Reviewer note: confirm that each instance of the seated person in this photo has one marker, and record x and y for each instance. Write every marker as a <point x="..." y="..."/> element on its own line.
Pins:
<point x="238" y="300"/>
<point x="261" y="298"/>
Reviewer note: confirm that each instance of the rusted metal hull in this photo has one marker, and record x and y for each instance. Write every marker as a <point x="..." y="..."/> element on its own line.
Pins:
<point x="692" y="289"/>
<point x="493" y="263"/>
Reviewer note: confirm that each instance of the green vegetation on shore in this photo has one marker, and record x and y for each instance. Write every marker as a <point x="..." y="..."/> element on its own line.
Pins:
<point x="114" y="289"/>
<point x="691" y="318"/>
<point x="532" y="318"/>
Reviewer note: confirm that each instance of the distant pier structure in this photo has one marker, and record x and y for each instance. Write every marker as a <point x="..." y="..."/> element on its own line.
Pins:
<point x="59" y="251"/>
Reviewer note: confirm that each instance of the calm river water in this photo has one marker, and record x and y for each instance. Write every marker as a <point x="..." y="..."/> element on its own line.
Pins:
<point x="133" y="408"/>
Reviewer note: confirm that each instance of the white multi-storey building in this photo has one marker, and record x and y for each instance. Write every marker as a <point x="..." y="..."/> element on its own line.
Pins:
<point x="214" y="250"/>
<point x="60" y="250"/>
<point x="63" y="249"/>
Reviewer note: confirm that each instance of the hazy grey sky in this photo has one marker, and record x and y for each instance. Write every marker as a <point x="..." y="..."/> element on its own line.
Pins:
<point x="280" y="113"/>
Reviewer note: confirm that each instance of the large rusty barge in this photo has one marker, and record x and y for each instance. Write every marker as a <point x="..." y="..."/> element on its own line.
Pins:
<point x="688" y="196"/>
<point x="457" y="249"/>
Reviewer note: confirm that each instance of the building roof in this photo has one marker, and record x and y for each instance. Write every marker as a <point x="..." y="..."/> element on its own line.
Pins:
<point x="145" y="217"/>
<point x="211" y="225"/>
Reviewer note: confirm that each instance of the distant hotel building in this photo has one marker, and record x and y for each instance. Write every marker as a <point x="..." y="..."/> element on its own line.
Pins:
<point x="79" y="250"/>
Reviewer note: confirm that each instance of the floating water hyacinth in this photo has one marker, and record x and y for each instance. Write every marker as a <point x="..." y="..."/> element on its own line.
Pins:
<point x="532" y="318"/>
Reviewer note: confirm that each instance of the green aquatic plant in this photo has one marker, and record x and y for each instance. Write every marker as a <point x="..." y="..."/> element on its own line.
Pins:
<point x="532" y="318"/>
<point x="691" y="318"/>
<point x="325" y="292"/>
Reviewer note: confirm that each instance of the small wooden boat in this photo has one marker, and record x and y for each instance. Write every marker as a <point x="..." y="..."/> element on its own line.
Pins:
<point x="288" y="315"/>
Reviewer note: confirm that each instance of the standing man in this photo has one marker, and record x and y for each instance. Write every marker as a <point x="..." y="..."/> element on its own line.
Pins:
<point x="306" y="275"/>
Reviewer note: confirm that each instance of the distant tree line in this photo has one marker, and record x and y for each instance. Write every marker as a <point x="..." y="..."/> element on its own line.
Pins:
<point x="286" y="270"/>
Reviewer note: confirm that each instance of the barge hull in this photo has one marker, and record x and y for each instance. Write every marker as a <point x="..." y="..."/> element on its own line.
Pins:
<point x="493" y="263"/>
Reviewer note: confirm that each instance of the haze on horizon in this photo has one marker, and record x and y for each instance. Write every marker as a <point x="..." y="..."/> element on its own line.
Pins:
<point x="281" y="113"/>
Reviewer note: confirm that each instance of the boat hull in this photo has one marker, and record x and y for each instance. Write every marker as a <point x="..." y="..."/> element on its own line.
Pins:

*Task directions*. Reproduce only the lines between the line containing "Reviewer note: confirm that each instance of the standing" and the last line of the records, those two lines included, exactly.

*Output of the exercise*.
Reviewer note: confirm that each instance of the standing man in this photo has one marker, and record x and y for each instance. Write every marker as a <point x="..." y="..."/> element on its own line.
Pins:
<point x="306" y="275"/>
Reviewer note: confirm that each instance of the distant tree line in this photo has one marker, and record x and y for each instance. Write every marker as a <point x="..." y="..."/> element on its own line.
Pins:
<point x="286" y="270"/>
Reviewer note: confirm that each instance of the barge hull in this photo has one marker, and record x and y for each instance. Write every marker as a <point x="..." y="..."/> element on its own line.
Pins:
<point x="493" y="263"/>
Reviewer note: confirm that each instance of the haze on horizon in this photo has one marker, and record x and y for each instance. Write every marker as a <point x="..." y="..."/> element on its own line.
Pins:
<point x="281" y="113"/>
Reviewer note: confirm that each instance of the boat hull in this photo has one marker, and record x and y for each instance. Write every marker as a <point x="..." y="..."/> element on its own line.
Pins:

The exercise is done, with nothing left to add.